* Begin Passage *
# Blog #1, a Ligeti opera and a Liszt Symphony



## Xenakiboy (May 8, 2016)

Xenakiboy said:


> I've been listening to Ligeti's Le Grande Macabre and Liszt's Faust Symphony on heavy rotation recently.
> Both works are a marvel to behold; Macabre is so delicately composed, showing a precise idea of the interaction between the characters and the instruments. But the humor in it is some of the most plain awesome I've seen since Zappa and Kagel. Some of the hilarious quotes, that would probably be censored too with "**" symbols, is oddly inspiring. The opera is hilarious and has a large element of satire. The amazing thing is that it doesn't come off to me like satire, its a surreal story that is a load of fun.
> This opera has given me a new love for Ligeti!!
* End Passage *
◆ Written request A
Reproduce the entries between the lines holding "red sedan -> outlines, every instance" and "93 94 L 94 92", inclusive, substituting "all instances" for "every instance" and leaving everything else unchanged. Give only those lines.
The entries have no connection to the post about Ligeti and Liszt.
* Begin Given entries *
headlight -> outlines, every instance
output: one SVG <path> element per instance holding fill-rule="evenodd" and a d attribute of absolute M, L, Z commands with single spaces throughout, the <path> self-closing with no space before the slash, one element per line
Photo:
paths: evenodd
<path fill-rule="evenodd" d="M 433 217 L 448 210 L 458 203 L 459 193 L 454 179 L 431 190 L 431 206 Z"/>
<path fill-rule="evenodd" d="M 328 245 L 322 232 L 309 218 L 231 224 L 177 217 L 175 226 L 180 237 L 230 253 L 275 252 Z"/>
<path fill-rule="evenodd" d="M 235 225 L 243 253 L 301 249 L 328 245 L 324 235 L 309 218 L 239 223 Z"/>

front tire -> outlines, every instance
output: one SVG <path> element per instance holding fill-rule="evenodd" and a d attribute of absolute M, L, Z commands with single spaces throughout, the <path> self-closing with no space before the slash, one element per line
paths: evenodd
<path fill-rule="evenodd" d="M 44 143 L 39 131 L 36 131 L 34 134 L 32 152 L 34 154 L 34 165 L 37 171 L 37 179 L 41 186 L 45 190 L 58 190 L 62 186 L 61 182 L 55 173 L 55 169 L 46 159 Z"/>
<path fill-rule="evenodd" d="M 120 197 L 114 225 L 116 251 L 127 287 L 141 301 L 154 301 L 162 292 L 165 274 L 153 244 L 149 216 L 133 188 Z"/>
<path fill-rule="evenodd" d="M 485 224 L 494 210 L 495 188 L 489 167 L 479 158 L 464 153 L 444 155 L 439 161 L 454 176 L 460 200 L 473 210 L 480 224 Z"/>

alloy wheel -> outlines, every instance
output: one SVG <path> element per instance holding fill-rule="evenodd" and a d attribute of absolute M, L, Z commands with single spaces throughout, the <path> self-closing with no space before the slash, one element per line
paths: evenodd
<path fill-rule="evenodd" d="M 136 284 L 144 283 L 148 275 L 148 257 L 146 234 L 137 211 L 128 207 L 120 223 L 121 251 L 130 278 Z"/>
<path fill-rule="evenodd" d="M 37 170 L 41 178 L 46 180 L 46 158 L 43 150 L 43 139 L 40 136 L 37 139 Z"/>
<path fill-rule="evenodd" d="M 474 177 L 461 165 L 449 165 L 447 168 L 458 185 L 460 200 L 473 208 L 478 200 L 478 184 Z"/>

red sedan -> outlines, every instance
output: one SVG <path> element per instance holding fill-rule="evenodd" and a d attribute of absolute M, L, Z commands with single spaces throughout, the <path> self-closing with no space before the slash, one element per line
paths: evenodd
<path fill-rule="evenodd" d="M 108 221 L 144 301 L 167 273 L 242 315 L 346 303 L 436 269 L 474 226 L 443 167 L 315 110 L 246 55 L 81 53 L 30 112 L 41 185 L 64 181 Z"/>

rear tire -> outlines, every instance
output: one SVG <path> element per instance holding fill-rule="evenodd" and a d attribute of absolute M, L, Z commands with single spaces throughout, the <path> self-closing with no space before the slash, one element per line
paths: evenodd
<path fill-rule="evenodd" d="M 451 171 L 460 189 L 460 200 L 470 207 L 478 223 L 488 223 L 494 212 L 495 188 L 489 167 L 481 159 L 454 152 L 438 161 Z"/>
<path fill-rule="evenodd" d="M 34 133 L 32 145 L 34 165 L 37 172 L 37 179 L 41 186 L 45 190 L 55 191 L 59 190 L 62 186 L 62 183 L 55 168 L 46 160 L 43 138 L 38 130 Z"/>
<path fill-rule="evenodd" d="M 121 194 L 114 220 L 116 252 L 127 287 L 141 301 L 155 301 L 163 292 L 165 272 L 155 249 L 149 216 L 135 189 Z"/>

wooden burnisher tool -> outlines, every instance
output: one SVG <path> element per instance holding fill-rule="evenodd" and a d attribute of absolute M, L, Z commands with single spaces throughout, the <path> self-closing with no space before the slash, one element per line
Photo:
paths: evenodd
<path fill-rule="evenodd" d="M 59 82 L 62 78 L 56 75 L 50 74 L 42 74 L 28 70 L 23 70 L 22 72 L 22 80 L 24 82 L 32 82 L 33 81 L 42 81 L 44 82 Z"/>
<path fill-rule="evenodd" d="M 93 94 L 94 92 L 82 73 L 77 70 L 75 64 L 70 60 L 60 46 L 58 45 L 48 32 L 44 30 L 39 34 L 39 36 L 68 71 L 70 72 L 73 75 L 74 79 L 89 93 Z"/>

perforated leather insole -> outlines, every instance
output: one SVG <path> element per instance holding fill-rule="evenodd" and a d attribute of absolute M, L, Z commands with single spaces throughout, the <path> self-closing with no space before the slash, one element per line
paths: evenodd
* End Given entries *
◆ Written request B
Resume the forum post on Ligeti's opera and Liszt's Faust Symphony from the point where it stops.

◆ Task output A
red sedan -> outlines, all instances
output: one SVG <path> element per instance holding fill-rule="evenodd" and a d attribute of absolute M, L, Z commands with single spaces throughout, the <path> self-closing with no space before the slash, one element per line
paths: evenodd
<path fill-rule="evenodd" d="M 108 221 L 144 301 L 167 273 L 242 315 L 346 303 L 436 269 L 474 226 L 443 167 L 315 110 L 246 55 L 81 53 L 30 112 L 41 185 L 64 181 Z"/>

rear tire -> outlines, all instances
output: one SVG <path> element per instance holding fill-rule="evenodd" and a d attribute of absolute M, L, Z commands with single spaces throughout, the <path> self-closing with no space before the slash, one element per line
paths: evenodd
<path fill-rule="evenodd" d="M 451 171 L 460 189 L 460 200 L 470 207 L 478 223 L 488 223 L 494 212 L 495 188 L 489 167 L 481 159 L 454 152 L 438 161 Z"/>
<path fill-rule="evenodd" d="M 34 133 L 32 145 L 34 165 L 37 172 L 37 179 L 41 186 L 45 190 L 55 191 L 59 190 L 62 186 L 62 183 L 55 168 L 46 160 L 43 138 L 38 130 Z"/>
<path fill-rule="evenodd" d="M 121 194 L 114 220 L 116 252 L 127 287 L 141 301 L 155 301 L 163 292 L 165 272 L 155 249 L 149 216 L 135 189 Z"/>

wooden burnisher tool -> outlines, all instances
output: one SVG <path> element per instance holding fill-rule="evenodd" and a d attribute of absolute M, L, Z commands with single spaces throughout, the <path> self-closing with no space before the slash, one element per line
Photo:
paths: evenodd
<path fill-rule="evenodd" d="M 59 82 L 62 78 L 56 75 L 50 74 L 42 74 L 28 70 L 23 70 L 22 72 L 22 80 L 24 82 L 32 82 L 33 81 L 42 81 L 44 82 Z"/>
<path fill-rule="evenodd" d="M 93 94 L 94 92 L 82 73 L 77 70 L 75 64 L 70 60 L 60 46 L 58 45 L 48 32 L 44 30 L 39 34 L 39 36 L 68 71 L 70 72 L 73 75 L 74 79 L 89 93 Z"/>

◆ Task output B
> The Liszt's Faust Symphony is like a taste-test of the 20th century, in a way. When I hear it, I can't help thinking "that's Schoenberg" or "that's Bartok" or "that's Mahler". It isn't a bad thing, it's like another Grosso Fugue to me; a prelude to the future. Though, like Grosso that future has already been.
> I liked Liszt already, his piano works are some of the most impressive I've seen, but this Symphony has given me something to be perplexed by!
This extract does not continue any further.